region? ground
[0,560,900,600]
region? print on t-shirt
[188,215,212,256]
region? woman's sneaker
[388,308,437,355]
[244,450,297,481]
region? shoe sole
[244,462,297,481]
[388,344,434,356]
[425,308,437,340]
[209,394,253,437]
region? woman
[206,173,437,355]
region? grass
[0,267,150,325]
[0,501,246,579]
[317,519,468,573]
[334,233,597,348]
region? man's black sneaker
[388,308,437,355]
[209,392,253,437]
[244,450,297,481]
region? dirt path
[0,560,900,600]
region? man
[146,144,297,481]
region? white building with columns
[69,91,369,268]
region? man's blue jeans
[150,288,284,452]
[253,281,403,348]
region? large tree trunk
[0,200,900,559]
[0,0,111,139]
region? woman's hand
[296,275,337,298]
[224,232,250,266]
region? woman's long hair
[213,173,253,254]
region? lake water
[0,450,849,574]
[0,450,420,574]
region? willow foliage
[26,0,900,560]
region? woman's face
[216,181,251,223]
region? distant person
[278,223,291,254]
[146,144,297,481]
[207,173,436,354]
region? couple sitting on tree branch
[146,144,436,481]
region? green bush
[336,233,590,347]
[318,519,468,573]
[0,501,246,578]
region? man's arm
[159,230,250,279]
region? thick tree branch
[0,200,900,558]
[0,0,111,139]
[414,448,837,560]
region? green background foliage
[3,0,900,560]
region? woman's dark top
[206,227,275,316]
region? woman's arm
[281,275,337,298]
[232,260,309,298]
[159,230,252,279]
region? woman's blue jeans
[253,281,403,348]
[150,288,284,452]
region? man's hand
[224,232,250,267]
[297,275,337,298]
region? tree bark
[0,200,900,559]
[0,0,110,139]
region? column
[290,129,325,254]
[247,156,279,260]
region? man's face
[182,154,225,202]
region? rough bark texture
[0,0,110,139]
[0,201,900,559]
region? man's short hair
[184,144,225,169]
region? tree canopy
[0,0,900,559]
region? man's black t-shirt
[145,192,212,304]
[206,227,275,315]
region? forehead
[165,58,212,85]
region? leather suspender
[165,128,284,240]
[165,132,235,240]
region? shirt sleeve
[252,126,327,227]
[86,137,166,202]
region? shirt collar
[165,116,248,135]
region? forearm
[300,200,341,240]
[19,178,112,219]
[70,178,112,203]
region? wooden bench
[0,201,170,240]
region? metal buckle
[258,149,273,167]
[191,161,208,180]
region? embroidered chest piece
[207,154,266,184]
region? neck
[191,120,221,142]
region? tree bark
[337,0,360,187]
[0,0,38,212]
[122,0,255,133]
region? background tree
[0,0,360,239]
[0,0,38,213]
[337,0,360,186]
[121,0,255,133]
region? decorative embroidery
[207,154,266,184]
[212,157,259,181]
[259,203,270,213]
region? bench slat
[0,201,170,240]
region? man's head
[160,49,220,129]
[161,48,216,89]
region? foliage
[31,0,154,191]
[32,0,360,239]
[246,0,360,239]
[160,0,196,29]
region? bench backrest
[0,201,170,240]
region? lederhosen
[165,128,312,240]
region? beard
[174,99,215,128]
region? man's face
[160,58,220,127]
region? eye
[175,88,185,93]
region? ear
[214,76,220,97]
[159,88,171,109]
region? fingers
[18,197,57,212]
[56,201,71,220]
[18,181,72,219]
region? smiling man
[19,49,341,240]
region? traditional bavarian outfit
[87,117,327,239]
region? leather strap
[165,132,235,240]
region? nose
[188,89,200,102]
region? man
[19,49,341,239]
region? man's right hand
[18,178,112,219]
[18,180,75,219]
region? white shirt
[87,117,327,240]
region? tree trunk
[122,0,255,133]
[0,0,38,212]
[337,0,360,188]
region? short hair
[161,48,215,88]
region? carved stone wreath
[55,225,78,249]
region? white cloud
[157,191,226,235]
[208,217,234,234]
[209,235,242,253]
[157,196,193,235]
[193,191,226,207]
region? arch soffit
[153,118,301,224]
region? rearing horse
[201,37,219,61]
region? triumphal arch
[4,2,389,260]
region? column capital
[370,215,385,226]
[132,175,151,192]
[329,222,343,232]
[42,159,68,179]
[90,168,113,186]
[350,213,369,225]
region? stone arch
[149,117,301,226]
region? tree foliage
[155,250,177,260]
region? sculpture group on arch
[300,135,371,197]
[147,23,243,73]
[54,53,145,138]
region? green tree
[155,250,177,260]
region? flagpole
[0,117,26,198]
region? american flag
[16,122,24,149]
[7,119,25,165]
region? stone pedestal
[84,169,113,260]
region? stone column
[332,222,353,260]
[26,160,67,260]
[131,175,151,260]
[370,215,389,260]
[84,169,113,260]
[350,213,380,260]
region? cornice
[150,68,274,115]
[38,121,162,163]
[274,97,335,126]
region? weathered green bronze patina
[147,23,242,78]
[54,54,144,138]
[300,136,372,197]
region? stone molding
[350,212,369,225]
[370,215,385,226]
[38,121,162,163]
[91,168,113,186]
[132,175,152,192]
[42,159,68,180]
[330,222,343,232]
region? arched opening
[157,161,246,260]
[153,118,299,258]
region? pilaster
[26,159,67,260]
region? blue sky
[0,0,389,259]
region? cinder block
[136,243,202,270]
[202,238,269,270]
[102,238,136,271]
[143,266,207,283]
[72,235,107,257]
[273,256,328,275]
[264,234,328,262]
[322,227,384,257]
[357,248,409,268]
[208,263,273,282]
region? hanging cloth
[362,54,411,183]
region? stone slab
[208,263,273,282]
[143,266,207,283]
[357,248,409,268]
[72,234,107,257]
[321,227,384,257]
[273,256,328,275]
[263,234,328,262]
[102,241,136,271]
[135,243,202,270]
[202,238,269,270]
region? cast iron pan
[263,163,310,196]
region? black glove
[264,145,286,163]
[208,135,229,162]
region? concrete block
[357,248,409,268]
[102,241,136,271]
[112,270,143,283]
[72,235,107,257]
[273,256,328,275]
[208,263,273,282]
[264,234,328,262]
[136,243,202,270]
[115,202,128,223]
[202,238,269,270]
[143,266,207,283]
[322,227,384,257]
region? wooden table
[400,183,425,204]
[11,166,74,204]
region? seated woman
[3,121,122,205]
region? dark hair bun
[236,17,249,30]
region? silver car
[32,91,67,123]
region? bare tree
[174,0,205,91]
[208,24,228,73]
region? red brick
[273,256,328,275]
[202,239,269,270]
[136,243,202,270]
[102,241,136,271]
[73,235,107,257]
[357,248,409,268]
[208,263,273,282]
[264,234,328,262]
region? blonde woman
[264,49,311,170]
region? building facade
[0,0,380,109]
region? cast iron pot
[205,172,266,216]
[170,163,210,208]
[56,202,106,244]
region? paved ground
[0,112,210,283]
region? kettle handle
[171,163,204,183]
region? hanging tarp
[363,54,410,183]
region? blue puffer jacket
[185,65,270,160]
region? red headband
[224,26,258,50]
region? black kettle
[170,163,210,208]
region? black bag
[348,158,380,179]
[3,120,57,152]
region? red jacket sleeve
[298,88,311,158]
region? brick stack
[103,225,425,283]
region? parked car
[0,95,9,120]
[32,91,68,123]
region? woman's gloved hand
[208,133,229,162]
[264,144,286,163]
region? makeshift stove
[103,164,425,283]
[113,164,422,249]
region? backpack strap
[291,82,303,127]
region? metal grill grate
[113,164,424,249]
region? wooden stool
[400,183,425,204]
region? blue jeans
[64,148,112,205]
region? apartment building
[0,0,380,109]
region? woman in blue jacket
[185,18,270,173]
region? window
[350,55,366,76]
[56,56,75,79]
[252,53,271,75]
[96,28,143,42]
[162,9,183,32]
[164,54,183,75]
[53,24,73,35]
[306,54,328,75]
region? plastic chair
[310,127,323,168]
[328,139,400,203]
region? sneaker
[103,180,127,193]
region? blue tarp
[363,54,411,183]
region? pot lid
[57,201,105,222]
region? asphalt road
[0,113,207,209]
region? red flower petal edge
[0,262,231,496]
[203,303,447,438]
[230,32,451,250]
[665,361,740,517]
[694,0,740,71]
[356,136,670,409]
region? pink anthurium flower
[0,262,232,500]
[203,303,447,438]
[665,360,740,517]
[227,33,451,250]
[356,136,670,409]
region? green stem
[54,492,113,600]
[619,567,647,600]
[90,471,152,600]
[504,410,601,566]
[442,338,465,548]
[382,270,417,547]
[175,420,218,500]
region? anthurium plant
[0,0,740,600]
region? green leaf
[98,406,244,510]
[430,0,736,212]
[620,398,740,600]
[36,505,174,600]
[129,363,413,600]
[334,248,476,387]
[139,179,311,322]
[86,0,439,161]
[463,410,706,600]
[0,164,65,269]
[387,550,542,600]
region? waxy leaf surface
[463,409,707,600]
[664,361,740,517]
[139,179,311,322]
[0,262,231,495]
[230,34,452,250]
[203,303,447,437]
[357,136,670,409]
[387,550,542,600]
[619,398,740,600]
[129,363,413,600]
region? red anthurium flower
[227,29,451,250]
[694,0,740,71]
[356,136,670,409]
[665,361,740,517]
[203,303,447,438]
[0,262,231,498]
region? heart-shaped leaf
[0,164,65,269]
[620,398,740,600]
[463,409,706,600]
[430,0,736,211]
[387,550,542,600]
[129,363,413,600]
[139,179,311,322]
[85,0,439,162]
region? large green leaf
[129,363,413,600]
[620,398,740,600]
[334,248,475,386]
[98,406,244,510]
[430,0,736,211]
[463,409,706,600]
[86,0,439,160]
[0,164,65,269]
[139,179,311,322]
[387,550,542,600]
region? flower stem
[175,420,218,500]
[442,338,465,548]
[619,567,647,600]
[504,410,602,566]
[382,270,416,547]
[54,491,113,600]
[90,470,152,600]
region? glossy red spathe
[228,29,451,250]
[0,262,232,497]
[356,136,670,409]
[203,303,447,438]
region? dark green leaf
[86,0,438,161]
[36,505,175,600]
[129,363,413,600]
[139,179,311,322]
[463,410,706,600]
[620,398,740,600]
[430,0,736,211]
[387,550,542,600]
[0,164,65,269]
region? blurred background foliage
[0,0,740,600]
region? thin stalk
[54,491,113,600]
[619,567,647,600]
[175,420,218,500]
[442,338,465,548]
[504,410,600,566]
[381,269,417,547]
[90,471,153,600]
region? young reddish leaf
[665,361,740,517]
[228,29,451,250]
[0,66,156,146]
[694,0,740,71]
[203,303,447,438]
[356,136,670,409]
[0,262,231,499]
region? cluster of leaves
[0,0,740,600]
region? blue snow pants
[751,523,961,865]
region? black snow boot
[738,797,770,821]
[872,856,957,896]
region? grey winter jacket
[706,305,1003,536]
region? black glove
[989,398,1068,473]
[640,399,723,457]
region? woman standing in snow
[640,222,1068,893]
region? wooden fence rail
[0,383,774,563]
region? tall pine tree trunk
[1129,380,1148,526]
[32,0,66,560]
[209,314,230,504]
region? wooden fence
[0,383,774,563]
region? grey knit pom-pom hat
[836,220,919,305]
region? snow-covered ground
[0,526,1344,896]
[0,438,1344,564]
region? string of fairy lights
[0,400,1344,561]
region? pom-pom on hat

^^^^

**Stated problem**
List each line in the material that contains the string "jacket".

**Solution to this exercise**
region? blue puffer jacket
region? red jacket sleeve
region? woman in blue jacket
region? grey winter jacket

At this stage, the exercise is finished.